◆ **Enunciado**:
Por favor, reescreva o trecho do texto sobre Lav Diaz que começa nas palavras "Lav Diaz: ‘Filme" e termina depois de "linhagem de servos.", trocando "filipino" por "cineasta".

◆ **Texto fornecido**:
• • • • • • •
Lav Diaz: ‘Filme não é negócio, é ritual’
Famoso por filmes longuíssimos, de até oito horas de pura poesia, o filipino abre um diálogo com o filão musical, num experimento P&B sobre a luta contra a intolerância
Rodrigo Fonseca
Só deu Tarantino nas notícias de Cannes desta terça-feira, e por honra ao mérito, dada a força poética da reinvenção histórica de “Era uma vez em Hollywood” (“Once upon a time… in Hollywood”), com uma Margot Robbie etérea, um Leonardo DiCaprio com a dádiva da autorredescoberta e um Brad Pitt brincante. Mas quarta tem Lav Diaz, com filme novo na Quinzenas dos Realizadores: o filipino costuma ser um ímã de críticos. É dia de seu inédito “The Halt” (“Ang Hupa”). Sua ambientação é sci-fi: em 2034, o Sol se pôs e nunca mais voltou, num cataclisma causado por erupções inusitadas e poluições, o que erigiu uma nova casta de déspotas e uma nova linhagem de servos.
• • • • • • •
Registros contidos em um conjunto de dados
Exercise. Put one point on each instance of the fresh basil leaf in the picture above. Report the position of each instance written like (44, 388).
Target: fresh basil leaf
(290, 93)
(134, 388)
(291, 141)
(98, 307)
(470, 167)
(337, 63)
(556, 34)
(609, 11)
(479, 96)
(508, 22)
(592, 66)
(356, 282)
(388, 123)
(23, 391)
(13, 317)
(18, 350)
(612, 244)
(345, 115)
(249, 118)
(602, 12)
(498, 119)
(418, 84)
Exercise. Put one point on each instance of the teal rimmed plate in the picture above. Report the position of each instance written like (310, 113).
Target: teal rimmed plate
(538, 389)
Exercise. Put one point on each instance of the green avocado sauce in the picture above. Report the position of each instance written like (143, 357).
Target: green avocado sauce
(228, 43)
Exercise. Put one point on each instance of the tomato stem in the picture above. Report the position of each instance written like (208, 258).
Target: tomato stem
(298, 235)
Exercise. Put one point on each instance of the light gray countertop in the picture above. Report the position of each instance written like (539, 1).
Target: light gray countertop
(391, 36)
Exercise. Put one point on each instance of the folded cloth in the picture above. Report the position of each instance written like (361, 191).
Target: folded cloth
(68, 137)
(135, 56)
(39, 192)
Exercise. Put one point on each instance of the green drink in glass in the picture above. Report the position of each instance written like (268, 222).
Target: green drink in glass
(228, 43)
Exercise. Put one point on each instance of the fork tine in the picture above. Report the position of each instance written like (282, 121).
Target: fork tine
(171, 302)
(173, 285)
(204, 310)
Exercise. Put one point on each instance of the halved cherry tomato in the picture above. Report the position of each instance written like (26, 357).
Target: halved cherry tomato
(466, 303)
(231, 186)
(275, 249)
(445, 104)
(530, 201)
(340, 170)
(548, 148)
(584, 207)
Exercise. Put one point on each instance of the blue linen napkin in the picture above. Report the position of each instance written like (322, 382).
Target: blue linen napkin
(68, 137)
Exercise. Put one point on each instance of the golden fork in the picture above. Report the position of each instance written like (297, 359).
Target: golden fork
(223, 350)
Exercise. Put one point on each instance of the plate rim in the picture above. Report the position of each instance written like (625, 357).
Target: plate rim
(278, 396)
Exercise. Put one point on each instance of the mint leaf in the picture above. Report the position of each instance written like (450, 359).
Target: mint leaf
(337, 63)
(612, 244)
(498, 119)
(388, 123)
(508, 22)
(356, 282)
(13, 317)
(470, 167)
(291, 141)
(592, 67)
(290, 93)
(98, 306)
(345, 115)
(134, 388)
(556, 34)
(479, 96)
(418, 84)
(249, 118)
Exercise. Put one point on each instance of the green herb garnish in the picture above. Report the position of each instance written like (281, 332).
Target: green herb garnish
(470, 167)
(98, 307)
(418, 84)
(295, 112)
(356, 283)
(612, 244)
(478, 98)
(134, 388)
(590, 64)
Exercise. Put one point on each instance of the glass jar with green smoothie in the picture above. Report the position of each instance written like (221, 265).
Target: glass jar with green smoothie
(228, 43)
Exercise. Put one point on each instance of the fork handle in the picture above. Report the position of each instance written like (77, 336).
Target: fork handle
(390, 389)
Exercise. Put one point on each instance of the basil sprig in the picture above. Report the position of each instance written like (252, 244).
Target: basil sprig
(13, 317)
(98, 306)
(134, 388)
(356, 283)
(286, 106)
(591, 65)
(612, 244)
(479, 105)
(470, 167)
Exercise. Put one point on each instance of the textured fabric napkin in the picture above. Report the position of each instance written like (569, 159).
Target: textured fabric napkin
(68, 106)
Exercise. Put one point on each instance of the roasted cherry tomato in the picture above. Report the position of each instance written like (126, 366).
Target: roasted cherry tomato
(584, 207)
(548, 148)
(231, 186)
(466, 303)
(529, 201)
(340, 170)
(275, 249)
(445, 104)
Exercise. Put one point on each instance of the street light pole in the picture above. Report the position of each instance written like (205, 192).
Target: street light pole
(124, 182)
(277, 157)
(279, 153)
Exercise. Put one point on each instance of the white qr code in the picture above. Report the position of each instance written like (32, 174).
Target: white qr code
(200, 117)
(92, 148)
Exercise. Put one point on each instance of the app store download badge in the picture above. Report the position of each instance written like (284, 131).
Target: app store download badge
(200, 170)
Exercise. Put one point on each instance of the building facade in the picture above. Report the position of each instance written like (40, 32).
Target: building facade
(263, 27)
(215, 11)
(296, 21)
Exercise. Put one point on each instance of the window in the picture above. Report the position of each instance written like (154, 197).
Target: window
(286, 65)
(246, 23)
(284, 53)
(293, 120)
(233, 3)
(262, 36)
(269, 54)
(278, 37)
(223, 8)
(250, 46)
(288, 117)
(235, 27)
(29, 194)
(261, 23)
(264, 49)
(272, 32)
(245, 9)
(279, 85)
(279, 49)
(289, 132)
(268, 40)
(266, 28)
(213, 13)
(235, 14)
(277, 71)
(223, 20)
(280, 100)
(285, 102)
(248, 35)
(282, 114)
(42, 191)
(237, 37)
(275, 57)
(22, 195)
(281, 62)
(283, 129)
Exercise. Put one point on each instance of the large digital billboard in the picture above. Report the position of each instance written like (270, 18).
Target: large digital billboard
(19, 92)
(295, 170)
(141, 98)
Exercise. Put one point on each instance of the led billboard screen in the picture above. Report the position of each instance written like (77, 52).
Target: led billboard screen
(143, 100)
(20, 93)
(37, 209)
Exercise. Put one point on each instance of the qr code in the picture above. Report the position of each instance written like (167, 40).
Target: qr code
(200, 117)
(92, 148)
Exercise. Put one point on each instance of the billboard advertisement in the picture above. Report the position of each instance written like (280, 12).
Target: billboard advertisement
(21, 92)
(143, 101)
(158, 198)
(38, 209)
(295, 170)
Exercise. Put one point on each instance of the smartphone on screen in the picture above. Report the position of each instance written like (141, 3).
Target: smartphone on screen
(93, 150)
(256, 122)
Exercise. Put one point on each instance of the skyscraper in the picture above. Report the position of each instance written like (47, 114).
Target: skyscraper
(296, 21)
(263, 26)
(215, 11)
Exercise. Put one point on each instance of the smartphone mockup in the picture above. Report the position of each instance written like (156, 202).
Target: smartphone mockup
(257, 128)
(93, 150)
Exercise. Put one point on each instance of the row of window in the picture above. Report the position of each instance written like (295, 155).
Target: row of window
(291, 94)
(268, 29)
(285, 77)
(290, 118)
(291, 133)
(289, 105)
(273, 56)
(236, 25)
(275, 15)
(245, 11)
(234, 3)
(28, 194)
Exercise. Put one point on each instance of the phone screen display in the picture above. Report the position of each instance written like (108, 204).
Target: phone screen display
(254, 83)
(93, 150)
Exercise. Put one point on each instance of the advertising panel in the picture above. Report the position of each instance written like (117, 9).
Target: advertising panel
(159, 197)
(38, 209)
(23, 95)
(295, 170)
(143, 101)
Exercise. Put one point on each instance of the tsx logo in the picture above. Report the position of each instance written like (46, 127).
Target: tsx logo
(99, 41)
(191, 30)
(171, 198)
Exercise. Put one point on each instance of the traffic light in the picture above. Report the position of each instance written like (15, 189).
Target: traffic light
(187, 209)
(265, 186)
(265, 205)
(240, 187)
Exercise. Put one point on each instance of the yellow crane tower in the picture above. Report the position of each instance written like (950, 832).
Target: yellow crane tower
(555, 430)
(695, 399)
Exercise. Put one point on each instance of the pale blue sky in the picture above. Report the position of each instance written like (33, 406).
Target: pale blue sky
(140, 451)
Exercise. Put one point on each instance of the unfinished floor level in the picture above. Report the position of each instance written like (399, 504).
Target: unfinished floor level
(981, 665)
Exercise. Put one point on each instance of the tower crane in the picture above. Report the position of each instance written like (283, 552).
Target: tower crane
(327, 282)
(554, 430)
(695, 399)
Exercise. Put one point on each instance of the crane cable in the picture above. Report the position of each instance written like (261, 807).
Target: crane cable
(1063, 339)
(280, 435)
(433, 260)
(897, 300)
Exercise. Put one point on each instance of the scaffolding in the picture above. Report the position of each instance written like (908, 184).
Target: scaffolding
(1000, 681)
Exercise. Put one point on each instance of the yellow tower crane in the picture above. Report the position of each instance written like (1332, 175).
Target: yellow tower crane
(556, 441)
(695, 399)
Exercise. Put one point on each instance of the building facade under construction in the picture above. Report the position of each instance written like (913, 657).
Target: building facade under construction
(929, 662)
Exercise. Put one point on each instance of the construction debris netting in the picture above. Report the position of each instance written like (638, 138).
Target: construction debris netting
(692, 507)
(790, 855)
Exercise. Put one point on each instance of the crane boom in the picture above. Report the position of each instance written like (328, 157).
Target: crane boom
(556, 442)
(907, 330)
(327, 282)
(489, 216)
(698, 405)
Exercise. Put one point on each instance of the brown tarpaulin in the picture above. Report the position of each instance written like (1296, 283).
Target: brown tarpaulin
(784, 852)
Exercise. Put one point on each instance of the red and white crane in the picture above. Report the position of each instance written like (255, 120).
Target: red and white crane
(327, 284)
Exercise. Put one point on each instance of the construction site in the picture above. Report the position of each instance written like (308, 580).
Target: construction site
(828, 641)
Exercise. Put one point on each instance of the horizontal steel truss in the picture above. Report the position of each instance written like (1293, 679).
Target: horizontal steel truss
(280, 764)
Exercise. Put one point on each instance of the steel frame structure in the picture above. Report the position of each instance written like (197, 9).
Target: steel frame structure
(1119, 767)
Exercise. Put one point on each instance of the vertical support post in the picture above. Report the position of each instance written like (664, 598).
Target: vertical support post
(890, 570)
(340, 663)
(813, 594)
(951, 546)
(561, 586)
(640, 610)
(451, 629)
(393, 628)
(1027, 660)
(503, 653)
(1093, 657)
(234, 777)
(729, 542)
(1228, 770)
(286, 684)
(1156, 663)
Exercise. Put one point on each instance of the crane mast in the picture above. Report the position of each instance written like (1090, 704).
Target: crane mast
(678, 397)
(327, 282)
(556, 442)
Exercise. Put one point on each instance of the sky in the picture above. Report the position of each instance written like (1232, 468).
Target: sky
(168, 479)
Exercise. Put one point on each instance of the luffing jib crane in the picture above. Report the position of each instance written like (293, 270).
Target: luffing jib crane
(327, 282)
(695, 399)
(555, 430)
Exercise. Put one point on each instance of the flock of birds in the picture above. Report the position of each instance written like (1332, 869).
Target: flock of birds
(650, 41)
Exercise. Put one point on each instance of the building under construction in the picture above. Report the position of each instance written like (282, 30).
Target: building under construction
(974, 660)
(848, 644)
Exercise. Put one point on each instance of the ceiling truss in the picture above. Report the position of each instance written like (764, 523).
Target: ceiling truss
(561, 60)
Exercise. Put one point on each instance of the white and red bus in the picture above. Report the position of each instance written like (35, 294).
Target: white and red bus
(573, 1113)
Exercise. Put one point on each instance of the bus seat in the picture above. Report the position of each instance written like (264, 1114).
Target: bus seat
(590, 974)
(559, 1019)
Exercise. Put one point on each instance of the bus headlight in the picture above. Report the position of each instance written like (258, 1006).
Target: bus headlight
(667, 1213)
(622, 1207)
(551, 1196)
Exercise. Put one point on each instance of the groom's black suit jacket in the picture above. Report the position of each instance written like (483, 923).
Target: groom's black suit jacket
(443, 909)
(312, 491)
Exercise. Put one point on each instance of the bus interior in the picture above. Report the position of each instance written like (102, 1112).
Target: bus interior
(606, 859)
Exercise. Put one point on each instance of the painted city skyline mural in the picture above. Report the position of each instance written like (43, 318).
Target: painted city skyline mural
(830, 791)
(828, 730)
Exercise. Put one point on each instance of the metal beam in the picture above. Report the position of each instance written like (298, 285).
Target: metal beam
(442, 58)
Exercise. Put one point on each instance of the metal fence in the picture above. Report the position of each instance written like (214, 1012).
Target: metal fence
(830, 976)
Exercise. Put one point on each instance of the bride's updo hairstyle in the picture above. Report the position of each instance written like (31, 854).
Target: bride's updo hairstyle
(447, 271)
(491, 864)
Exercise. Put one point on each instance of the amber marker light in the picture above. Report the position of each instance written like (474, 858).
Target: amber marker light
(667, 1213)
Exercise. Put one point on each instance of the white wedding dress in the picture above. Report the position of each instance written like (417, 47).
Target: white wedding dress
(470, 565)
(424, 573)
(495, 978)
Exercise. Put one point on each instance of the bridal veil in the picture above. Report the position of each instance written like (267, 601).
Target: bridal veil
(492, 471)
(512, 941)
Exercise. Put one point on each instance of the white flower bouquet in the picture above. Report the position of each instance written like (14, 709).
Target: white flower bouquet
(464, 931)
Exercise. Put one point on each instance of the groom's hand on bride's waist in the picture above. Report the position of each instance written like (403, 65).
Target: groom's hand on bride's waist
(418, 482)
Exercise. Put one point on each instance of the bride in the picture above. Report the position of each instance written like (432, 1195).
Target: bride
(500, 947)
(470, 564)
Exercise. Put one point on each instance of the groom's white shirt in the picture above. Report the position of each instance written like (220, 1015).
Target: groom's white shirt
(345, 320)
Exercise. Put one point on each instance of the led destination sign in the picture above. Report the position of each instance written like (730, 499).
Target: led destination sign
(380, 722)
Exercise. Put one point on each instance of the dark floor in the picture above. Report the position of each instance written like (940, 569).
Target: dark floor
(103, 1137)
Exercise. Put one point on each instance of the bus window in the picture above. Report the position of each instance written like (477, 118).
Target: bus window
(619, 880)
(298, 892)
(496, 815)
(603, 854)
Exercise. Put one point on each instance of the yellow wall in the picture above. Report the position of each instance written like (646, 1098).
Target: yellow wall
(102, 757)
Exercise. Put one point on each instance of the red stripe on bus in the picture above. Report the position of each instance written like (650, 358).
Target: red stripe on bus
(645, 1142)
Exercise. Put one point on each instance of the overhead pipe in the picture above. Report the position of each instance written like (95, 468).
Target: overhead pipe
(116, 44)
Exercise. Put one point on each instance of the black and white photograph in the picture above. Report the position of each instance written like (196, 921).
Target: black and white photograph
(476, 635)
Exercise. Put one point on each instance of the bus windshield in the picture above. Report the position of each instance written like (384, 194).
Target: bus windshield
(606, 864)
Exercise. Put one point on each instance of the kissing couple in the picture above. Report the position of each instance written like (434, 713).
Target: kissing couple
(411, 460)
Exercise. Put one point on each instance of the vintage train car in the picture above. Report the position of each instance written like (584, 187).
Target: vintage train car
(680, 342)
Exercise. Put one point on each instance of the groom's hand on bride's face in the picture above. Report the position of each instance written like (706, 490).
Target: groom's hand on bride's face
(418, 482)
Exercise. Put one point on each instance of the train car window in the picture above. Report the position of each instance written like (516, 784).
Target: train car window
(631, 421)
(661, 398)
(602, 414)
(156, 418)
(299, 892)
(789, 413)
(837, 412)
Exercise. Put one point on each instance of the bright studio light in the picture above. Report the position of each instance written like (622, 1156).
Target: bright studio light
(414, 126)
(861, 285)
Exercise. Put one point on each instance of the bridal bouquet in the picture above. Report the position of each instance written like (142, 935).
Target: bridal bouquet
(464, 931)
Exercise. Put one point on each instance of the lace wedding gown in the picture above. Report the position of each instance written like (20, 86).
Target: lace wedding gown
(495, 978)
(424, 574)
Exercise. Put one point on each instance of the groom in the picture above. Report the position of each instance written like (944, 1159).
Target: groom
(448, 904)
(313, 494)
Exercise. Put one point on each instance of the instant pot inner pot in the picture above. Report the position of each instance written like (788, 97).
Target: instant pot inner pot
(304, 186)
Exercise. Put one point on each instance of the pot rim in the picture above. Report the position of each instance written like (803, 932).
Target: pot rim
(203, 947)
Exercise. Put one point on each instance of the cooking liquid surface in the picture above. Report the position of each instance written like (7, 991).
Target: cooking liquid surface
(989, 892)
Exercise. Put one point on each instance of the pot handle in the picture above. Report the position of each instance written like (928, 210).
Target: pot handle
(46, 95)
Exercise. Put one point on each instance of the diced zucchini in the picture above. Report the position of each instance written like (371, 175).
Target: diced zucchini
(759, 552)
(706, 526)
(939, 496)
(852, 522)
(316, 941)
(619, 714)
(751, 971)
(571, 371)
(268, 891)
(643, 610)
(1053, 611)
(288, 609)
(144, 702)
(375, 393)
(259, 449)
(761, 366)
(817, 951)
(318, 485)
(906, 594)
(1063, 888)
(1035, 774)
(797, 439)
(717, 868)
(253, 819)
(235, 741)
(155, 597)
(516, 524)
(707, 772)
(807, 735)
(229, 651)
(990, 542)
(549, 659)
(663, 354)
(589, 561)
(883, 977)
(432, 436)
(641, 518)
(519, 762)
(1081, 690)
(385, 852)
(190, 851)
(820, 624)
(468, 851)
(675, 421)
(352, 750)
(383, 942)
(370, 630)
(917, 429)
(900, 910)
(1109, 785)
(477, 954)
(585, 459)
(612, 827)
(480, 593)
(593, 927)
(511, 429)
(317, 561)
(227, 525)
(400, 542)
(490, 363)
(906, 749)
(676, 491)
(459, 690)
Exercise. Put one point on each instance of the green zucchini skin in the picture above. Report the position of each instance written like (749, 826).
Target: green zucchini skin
• • • • • • •
◆ **Resultado do exercício**:
Lav Diaz: ‘Filme não é negócio, é ritual’
Famoso por filmes longuíssimos, de até oito horas de pura poesia, o cineasta abre um diálogo com o filão musical, num experimento P&B sobre a luta contra a intolerância
Rodrigo Fonseca
Só deu Tarantino nas notícias de Cannes desta terça-feira, e por honra ao mérito, dada a força poética da reinvenção histórica de “Era uma vez em Hollywood” (“Once upon a time… in Hollywood”), com uma Margot Robbie etérea, um Leonardo DiCaprio com a dádiva da autorredescoberta e um Brad Pitt brincante. Mas quarta tem Lav Diaz, com filme novo na Quinzenas dos Realizadores: o cineasta costuma ser um ímã de críticos. É dia de seu inédito “The Halt” (“Ang Hupa”). Sua ambientação é sci-fi: em 2034, o Sol se pôs e nunca mais voltou, num cataclisma causado por erupções inusitadas e poluições, o que erigiu uma nova casta de déspotas e uma nova linhagem de servos.